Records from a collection
———
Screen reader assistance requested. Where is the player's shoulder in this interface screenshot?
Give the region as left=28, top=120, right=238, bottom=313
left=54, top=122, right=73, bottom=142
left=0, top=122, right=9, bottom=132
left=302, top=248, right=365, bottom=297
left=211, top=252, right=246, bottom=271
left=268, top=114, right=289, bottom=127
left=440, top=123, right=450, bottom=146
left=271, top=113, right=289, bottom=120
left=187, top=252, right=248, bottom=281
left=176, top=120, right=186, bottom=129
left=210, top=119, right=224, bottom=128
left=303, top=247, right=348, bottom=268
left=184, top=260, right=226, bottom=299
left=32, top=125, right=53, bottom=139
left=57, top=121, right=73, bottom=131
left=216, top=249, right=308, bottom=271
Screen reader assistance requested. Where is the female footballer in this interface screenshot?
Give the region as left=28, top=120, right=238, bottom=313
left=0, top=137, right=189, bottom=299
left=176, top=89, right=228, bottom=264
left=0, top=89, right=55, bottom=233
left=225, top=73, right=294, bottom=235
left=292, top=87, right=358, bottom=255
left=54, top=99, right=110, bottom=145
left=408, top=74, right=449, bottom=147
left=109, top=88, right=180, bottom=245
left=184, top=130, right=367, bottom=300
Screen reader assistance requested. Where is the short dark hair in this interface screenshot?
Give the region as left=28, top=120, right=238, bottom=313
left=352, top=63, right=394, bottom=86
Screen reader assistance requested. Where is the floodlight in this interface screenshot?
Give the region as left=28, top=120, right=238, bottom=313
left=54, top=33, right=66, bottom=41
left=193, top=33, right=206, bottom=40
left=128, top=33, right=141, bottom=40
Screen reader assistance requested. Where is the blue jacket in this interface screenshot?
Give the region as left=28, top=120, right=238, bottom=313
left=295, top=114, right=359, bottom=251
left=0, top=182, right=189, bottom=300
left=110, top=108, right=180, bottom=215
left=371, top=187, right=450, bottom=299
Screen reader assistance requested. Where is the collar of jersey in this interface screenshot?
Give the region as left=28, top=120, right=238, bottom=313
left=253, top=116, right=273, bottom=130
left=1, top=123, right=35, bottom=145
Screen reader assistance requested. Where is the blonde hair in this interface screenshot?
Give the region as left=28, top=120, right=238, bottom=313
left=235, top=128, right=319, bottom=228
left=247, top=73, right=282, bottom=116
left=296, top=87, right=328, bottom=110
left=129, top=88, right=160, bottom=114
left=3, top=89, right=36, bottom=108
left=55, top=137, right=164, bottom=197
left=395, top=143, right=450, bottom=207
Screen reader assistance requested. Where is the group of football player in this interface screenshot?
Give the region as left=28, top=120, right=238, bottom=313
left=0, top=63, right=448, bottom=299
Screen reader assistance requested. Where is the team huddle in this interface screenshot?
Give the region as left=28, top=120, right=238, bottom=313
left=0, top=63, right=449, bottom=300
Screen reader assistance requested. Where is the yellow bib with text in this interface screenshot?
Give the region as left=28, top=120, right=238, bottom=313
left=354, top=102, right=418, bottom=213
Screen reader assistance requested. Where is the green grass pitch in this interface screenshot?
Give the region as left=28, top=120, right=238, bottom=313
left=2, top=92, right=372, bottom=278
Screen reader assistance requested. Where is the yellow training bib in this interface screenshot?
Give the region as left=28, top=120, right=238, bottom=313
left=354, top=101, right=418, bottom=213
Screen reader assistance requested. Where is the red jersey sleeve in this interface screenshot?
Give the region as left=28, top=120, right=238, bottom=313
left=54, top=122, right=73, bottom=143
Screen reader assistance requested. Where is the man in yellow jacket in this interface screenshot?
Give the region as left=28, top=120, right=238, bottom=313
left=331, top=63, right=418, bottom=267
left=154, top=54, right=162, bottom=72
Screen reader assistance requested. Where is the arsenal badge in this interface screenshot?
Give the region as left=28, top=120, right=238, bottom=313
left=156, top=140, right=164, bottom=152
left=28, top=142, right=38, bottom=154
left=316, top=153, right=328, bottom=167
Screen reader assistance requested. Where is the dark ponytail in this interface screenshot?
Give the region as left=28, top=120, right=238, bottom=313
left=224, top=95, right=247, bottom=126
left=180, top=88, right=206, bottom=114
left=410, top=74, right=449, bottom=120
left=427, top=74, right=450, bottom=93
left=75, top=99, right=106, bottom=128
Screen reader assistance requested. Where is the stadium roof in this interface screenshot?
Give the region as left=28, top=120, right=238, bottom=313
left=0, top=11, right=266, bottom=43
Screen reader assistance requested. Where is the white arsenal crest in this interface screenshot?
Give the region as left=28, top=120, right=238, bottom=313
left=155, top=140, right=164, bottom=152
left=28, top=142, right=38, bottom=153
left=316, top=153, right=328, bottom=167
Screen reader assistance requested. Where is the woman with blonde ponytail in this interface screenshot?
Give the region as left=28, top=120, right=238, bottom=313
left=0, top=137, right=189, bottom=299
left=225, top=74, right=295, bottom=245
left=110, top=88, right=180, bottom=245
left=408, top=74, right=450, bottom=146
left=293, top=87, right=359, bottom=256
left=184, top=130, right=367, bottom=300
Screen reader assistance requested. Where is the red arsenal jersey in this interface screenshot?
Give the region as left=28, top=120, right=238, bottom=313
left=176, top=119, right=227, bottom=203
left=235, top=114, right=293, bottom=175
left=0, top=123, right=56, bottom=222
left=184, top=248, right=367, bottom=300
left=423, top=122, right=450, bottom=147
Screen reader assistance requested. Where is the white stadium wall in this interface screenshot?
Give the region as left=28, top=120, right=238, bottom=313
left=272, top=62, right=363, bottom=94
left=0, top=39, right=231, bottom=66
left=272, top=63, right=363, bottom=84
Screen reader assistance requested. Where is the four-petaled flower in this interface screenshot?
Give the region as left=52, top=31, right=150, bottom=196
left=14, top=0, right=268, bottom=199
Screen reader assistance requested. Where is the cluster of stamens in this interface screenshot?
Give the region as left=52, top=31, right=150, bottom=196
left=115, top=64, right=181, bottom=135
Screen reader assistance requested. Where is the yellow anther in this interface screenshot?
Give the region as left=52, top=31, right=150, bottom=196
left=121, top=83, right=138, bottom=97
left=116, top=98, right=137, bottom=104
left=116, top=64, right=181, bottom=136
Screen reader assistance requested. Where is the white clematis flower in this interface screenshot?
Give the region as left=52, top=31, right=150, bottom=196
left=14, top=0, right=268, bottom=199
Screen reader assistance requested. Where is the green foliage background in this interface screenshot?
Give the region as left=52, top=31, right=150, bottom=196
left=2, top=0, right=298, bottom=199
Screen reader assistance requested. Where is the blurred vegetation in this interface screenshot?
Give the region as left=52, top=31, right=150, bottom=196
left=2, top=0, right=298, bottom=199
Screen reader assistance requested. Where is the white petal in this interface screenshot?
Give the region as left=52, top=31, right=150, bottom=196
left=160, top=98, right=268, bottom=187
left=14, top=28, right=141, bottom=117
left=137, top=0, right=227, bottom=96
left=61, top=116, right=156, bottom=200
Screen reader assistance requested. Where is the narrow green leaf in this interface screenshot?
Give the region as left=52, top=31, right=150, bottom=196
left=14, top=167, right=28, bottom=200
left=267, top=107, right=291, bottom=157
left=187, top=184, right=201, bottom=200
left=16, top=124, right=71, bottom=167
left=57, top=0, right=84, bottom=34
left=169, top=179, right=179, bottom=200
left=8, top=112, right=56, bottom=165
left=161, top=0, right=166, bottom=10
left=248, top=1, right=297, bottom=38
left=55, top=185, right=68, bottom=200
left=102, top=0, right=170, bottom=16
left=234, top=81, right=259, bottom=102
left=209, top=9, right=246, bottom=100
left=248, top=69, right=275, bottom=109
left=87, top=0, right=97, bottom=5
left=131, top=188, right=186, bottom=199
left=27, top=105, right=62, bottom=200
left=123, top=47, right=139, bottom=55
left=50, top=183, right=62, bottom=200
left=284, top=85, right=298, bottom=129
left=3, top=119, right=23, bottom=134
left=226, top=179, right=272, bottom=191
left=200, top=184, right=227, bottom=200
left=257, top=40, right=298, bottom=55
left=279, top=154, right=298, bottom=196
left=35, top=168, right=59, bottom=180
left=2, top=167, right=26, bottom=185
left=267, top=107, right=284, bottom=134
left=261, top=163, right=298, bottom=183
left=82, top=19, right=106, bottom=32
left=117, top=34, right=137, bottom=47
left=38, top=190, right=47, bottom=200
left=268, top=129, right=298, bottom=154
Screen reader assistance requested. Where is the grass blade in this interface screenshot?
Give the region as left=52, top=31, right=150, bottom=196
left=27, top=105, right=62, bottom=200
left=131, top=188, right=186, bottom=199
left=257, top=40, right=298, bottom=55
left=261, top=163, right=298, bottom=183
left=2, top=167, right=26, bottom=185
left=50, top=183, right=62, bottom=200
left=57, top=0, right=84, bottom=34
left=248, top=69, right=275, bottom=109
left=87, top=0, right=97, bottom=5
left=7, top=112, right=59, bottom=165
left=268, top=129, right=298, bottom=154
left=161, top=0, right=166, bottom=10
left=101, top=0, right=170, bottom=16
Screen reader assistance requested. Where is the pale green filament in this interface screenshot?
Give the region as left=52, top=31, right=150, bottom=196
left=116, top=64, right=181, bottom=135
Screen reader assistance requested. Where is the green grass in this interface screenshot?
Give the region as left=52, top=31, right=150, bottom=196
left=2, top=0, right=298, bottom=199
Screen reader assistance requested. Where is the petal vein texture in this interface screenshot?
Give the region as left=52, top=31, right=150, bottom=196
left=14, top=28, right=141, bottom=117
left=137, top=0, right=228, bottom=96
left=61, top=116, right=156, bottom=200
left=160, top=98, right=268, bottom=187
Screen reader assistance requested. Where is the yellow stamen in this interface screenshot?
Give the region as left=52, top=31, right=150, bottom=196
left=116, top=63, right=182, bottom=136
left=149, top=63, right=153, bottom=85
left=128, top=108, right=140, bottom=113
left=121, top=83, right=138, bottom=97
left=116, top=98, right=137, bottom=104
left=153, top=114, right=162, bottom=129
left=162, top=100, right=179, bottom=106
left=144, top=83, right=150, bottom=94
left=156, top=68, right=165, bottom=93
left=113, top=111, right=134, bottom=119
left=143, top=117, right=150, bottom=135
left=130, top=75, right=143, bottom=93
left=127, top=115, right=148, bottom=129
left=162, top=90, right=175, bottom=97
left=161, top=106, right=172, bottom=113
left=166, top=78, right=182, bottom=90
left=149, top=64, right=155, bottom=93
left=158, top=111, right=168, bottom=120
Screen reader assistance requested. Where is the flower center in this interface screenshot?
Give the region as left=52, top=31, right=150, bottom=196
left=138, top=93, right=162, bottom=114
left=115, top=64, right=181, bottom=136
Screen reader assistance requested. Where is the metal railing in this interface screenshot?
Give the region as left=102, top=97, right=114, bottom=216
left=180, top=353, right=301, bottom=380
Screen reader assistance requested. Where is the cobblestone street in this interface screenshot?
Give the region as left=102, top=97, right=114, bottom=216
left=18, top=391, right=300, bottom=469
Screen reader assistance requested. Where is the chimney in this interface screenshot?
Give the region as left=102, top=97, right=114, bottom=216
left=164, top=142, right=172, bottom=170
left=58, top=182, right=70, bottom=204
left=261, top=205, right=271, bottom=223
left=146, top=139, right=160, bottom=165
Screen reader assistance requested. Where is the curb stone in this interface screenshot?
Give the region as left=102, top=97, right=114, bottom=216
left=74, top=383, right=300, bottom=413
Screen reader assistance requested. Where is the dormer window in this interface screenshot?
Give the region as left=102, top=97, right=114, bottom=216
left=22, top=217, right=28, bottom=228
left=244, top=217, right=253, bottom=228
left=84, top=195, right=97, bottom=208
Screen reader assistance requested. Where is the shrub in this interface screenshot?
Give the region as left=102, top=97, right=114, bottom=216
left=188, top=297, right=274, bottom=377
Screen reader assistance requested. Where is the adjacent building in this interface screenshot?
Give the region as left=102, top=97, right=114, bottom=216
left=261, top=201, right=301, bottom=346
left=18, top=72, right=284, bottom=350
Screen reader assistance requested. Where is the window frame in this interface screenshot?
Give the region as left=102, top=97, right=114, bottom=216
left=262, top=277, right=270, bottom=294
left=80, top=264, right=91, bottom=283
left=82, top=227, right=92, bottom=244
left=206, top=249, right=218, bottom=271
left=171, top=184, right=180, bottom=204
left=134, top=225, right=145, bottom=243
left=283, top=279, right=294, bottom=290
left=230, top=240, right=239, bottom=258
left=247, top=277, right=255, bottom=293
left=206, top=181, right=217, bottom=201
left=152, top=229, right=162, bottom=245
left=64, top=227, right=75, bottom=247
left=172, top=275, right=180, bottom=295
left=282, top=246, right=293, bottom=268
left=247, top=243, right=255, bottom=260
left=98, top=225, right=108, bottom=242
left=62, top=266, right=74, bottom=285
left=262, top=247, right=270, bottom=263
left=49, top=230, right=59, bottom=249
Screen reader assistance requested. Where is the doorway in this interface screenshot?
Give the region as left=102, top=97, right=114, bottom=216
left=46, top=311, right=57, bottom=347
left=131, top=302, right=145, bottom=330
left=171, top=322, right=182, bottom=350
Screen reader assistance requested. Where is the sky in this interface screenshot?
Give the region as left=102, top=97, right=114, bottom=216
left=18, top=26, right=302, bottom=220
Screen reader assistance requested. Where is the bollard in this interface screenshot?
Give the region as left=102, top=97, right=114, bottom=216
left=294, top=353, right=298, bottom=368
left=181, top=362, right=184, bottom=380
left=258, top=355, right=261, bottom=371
———
__What you will do__
Which lines in the data above contain "with"? Show each one.

__Your solution__
Screen reader assistance requested. Where is the yellow bib with text in this interface screenshot?
Screen reader assistance requested. Where is the woman with blonde ponytail in this interface screenshot?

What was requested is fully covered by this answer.